▸ Do this: Can you render every line of the data below as a Markdown table with the columns "Row" and "Data line", numbering the rows, skipping blank lines, and leaving out the pictures?

▸ Extracted data:

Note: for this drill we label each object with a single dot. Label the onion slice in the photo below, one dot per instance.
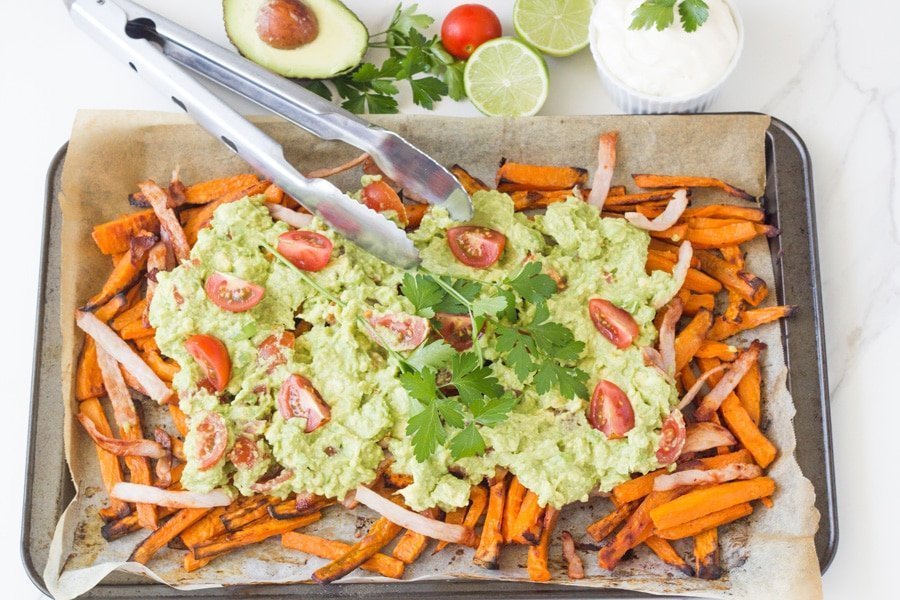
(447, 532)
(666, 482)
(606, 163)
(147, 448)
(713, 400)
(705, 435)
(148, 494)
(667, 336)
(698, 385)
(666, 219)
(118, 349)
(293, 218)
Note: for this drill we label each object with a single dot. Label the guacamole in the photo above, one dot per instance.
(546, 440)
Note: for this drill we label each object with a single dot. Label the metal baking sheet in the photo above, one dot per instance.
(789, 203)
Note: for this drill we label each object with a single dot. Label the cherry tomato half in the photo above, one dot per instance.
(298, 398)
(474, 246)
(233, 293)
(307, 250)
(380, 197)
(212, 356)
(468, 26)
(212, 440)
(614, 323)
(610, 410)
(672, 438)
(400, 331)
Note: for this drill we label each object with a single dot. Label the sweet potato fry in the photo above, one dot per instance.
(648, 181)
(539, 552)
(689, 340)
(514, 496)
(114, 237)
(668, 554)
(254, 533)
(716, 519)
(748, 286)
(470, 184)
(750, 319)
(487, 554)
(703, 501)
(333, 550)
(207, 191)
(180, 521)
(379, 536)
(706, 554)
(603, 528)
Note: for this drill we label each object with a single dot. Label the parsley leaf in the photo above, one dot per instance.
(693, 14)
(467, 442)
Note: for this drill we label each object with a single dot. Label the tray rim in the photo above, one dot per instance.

▸ Exercise answer:
| Row | Data line |
|---|---|
| 1 | Note: for this drill we label each object with a single dot. Label the onion slice in the photo below, one dot per instance. |
| 2 | (447, 532) |
| 3 | (666, 482) |
| 4 | (606, 163) |
| 5 | (147, 448) |
| 6 | (713, 400) |
| 7 | (705, 435) |
| 8 | (148, 494) |
| 9 | (667, 336) |
| 10 | (698, 385) |
| 11 | (666, 219) |
| 12 | (118, 349) |
| 13 | (293, 218) |
| 14 | Note: for this drill we label each object with a single dot. Label the guacamole in the photo above, one dot per instance. |
| 15 | (546, 440) |
| 16 | Note: for this drill we label each object with a single dot. Label the metal baking sheet in the photo above, one dot per instance. |
| 17 | (789, 203) |
| 18 | Note: for this drill we label each object with a single dot. Label the cherry tomato half in the photo above, one dot per instance. |
| 19 | (298, 398) |
| 20 | (474, 246) |
| 21 | (233, 293) |
| 22 | (307, 250) |
| 23 | (380, 197) |
| 24 | (212, 356) |
| 25 | (468, 26) |
| 26 | (212, 440) |
| 27 | (614, 323) |
| 28 | (610, 410) |
| 29 | (672, 438) |
| 30 | (400, 331) |
| 31 | Note: for this drill we label each object with a single dot. Label the sweet potato fry in the photo above, one dot per instance. |
| 32 | (648, 181) |
| 33 | (539, 552) |
| 34 | (689, 340) |
| 35 | (514, 496) |
| 36 | (114, 237) |
| 37 | (668, 554) |
| 38 | (254, 533) |
| 39 | (716, 519) |
| 40 | (748, 286) |
| 41 | (470, 184) |
| 42 | (750, 319) |
| 43 | (487, 554) |
| 44 | (703, 501) |
| 45 | (333, 550) |
| 46 | (207, 191) |
| 47 | (180, 521) |
| 48 | (379, 536) |
| 49 | (706, 554) |
| 50 | (603, 528) |
| 51 | Note: for this drill we label each object with a single dot. Label the parsley leaf in the photo above, one dot per instance. |
| 52 | (693, 14) |
| 53 | (467, 442) |
| 54 | Note: for this drill we label each object with a single dot. Label the tray rim in the photo above, one dot per instance. |